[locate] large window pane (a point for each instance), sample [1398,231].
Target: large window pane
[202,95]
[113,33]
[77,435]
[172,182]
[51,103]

§ §

▶ [YOUR INSTRUCTIONS]: Copy every line above word for word, with nothing added or left out.

▶ [SOLUTION TO THE PROBLEM]:
[locate] large window pane (a point for each instance), sample [1398,231].
Target: large window pane
[202,95]
[113,33]
[77,435]
[172,182]
[51,103]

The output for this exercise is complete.